Set exercise: Which lines in the items below contain the string "long" (matching case)? Gather and copy out each one.

(Entries from a pointing dataset)
* * *

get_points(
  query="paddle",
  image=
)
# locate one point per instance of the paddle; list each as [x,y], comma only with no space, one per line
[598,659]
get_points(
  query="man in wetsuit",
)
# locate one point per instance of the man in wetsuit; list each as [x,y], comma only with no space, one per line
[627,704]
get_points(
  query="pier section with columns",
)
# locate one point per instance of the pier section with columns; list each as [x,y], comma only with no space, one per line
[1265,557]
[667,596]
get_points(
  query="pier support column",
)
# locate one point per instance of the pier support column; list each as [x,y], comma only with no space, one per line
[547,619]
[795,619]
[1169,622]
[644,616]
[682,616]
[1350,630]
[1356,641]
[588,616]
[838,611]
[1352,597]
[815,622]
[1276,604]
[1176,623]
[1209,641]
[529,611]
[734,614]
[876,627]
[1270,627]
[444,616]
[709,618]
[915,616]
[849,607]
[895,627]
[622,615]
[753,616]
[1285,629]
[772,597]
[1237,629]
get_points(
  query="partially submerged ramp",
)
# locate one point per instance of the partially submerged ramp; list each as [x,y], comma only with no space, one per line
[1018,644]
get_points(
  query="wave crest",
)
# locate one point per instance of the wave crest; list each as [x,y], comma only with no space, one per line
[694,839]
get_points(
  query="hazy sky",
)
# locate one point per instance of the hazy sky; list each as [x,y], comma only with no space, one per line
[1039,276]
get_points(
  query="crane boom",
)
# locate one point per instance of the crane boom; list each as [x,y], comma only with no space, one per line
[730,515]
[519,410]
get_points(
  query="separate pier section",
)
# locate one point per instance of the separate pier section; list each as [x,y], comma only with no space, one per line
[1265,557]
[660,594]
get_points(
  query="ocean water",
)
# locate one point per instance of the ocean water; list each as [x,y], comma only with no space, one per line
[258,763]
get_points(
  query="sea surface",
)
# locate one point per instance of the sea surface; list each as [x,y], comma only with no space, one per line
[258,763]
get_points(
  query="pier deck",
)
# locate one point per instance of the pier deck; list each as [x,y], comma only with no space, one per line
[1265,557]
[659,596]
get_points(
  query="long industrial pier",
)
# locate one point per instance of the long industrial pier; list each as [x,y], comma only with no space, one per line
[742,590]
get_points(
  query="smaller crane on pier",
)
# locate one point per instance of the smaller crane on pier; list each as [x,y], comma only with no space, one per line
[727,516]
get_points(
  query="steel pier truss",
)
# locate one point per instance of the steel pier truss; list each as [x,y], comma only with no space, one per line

* * *

Reply to the task:
  query="long industrial pier",
# locate one point per instance of the long industrial pier; list each as [x,y], comma only with no space, one per line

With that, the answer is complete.